> [Selected text]
Question

The transfer function relating the input x(t) to the output y(t) of a system is given by G(s) = 1/(s + 3). A unit-step input is applied to the system at time t = 0. Assuming that y(0) = 3, the value of y(t) at time t = 1 is ______ (Answer should be rounded off to two decimal places)

Answer 1

\(G\left( s \right) = \frac{1}{{s + 3}}\) 

\(\Rightarrow \frac{{Y\left( s \right)}}{{X\left( s \right)}} = \frac{1}{{s + 3}}\) 

⇒ (s + 3) Y(s) = X(s)

⇒ sY(s) + 3Y(s) = X(s)

\(\Rightarrow \frac{{dy}}{{dt}} + 3y = x\left( t \right)\) 

⇒ sY(s) - Y(0) + 3Y(s) = X(s)

> [Data lines]

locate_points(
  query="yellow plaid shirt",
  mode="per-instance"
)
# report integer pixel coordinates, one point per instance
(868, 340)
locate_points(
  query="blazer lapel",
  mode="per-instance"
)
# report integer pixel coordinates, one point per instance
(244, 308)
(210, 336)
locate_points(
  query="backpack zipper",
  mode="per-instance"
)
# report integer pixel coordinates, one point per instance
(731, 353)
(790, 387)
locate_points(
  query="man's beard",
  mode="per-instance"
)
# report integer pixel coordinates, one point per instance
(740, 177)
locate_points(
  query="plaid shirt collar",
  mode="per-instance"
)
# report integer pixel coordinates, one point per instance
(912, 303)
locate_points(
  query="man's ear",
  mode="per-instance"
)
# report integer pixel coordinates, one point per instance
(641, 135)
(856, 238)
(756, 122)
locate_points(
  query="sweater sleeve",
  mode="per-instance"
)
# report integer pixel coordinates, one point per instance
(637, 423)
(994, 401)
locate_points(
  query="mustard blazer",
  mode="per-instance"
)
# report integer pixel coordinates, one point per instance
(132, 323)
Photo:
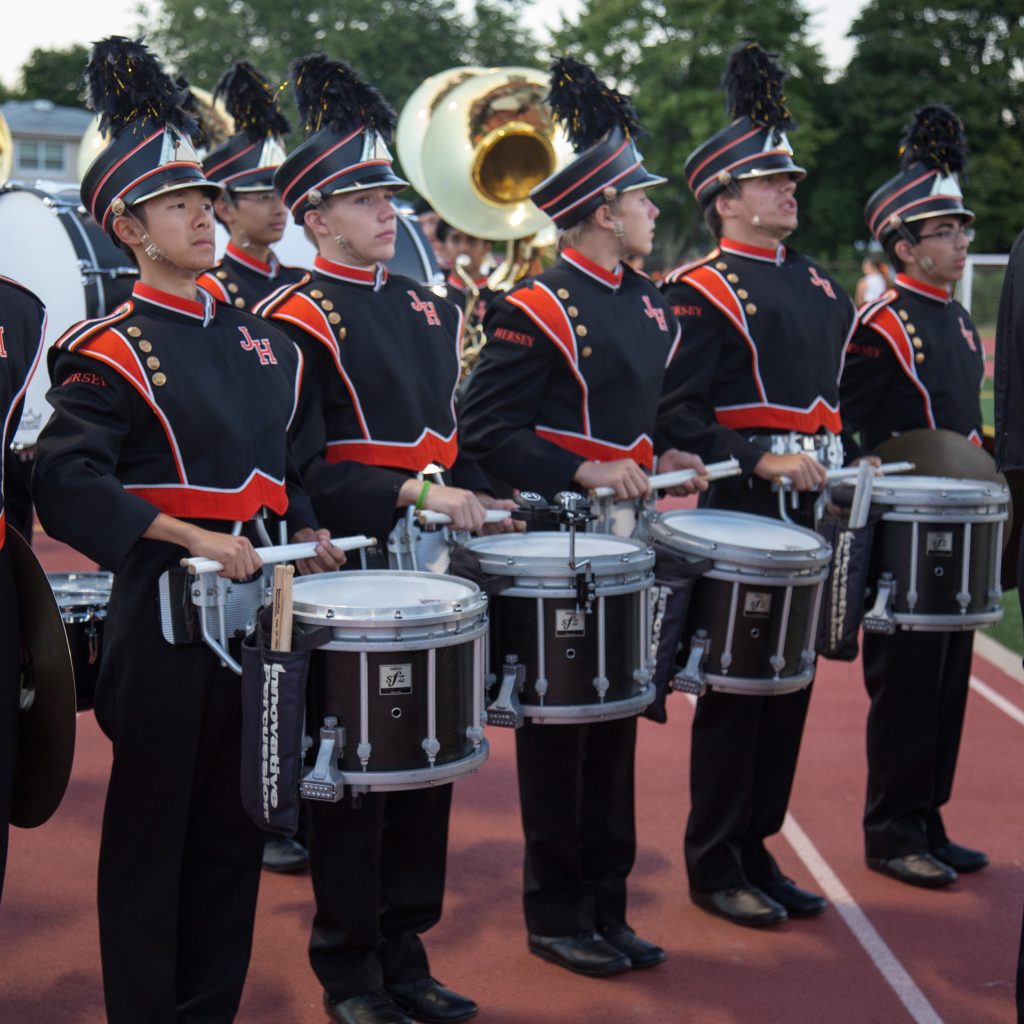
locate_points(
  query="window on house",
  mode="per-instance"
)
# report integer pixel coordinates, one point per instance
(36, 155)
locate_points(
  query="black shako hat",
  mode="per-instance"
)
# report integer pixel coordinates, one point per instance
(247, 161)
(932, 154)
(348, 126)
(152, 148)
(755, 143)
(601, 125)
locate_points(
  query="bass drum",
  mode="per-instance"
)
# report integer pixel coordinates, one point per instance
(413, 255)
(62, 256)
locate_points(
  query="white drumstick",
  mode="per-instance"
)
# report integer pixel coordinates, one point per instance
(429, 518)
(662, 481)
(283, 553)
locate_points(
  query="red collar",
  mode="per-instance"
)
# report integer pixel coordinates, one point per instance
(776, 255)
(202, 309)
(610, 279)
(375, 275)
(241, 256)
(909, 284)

> [Exercise prompt] Continue the worked solution to the transfer-function step-response problem above, starting after its last line.

> [Result]
\(\Rightarrow Y\left( s \right)\left( {s + 3} \right) = \frac{1}{s} + 3\) 

\(\Rightarrow Y\left( s \right)\left( {s + 3} \right) = \frac{{3s + 1}}{s}\) 

\(\Rightarrow Y\left( s \right) = \frac{{3s + 1}}{{s\left( {s + 3} \right)}}\) 

\(\Rightarrow y\left( t \right) = \frac{1}{3} + \frac{8}{3}{e^{ - 3t}}\) 

At t = 1,

\(y\left( t \right) = \frac{1}{3} + \frac{8}{3}{e^{ - 3}} = 0.462.\)